■ **Description of the task**
Count the lines in the records below that contain the string "sandbag". Reply with that number only.

***** Source material *****

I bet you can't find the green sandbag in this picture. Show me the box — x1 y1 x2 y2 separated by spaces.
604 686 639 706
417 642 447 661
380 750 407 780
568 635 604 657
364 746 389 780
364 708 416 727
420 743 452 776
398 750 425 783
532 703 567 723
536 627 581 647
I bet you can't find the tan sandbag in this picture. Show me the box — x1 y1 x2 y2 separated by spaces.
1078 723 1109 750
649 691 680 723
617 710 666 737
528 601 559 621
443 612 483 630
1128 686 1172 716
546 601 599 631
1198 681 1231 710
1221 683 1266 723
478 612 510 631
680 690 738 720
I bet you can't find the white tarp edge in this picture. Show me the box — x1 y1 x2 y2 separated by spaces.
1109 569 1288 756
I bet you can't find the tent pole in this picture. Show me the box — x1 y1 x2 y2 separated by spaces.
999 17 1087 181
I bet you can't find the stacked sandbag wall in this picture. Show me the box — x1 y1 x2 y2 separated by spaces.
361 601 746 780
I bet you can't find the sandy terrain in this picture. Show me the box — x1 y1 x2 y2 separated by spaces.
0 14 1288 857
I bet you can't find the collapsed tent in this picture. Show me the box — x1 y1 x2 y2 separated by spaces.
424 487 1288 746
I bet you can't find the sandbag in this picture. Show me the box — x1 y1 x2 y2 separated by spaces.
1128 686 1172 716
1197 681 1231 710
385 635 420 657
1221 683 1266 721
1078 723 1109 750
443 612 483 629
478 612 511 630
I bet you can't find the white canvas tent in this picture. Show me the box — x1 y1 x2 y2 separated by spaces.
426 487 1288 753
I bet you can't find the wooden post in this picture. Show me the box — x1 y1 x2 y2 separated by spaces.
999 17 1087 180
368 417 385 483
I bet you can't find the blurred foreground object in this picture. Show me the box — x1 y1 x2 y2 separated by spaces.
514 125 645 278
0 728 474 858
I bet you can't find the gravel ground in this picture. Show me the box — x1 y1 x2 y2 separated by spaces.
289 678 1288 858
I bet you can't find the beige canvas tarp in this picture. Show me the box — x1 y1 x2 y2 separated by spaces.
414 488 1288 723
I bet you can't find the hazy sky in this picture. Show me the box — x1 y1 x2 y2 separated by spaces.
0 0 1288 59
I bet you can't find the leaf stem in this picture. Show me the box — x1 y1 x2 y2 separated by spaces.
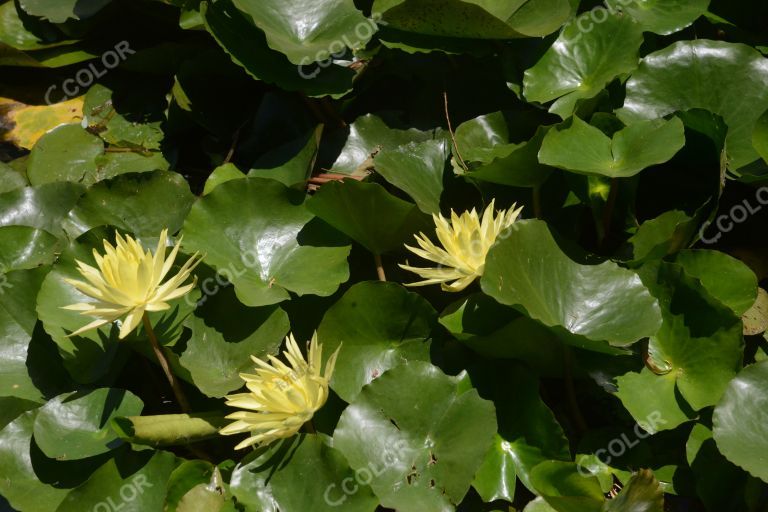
142 313 190 413
532 185 542 219
373 254 387 281
443 91 469 171
600 178 619 246
564 347 588 435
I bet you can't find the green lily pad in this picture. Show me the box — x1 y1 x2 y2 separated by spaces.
374 140 449 214
179 275 290 397
307 180 430 254
480 220 661 345
317 281 436 402
539 116 685 178
183 178 350 307
0 410 68 512
642 263 744 410
19 0 112 23
523 10 644 119
605 0 709 35
200 0 355 97
0 182 84 237
65 171 195 238
712 361 768 482
230 434 379 512
34 388 144 460
373 0 571 39
27 124 104 185
333 361 496 512
57 451 177 512
675 249 757 316
616 39 768 170
234 0 377 64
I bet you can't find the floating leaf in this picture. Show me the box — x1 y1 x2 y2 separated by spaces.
617 39 768 170
741 288 768 336
183 178 350 307
712 361 768 482
34 388 144 460
539 116 685 178
179 276 290 397
27 124 104 185
333 361 496 512
234 0 377 64
0 410 67 512
675 249 757 316
19 0 112 23
605 0 709 35
200 0 355 96
374 140 448 213
523 10 644 119
66 171 195 237
307 180 428 254
481 220 661 345
373 0 571 39
0 98 83 149
643 263 744 410
230 434 379 512
318 282 435 402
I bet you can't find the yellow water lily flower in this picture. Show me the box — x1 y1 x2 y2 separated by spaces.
400 201 523 292
219 333 341 449
64 229 200 339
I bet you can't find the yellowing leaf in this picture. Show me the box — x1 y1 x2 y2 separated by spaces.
0 97 83 149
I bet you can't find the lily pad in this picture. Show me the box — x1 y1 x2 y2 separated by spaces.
183 178 350 307
480 220 661 345
333 361 496 512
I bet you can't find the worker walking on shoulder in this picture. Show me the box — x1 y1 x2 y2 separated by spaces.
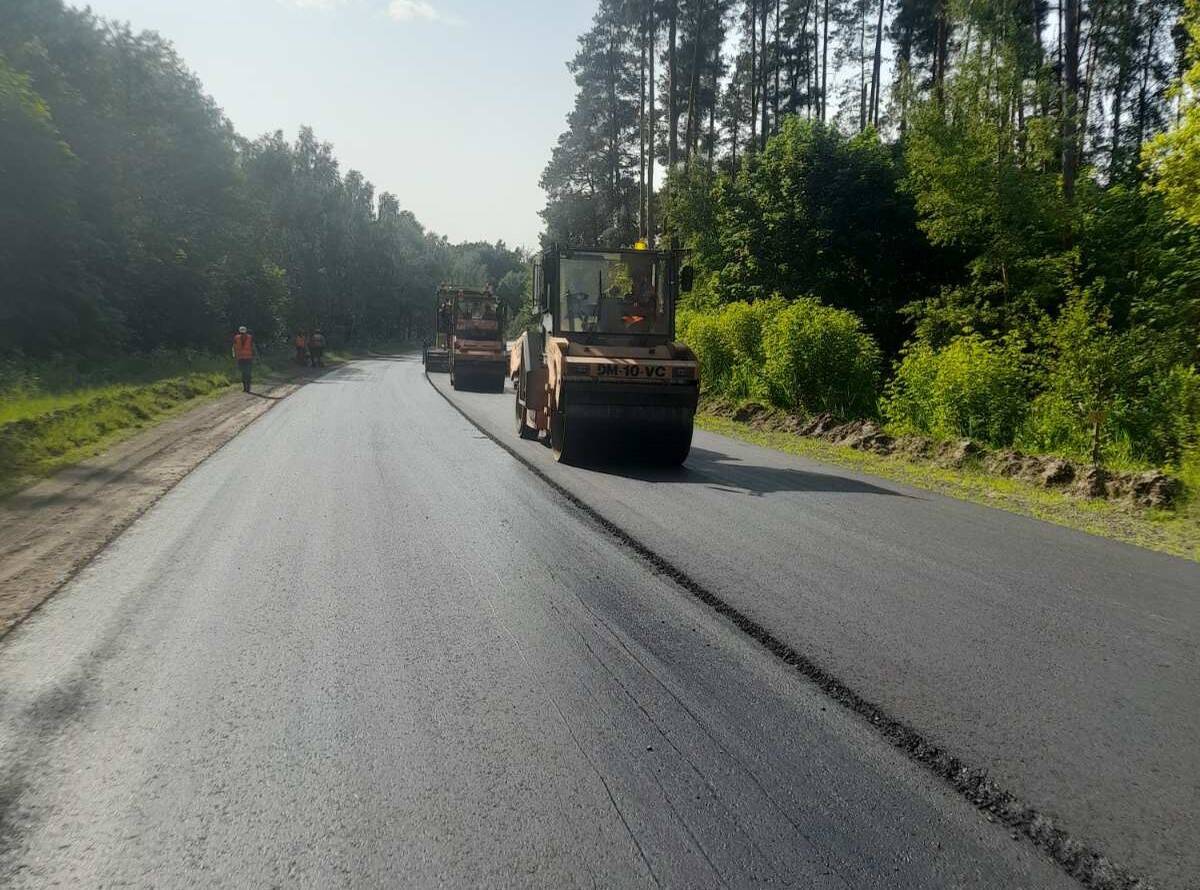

*****

■ **Completed exercise**
4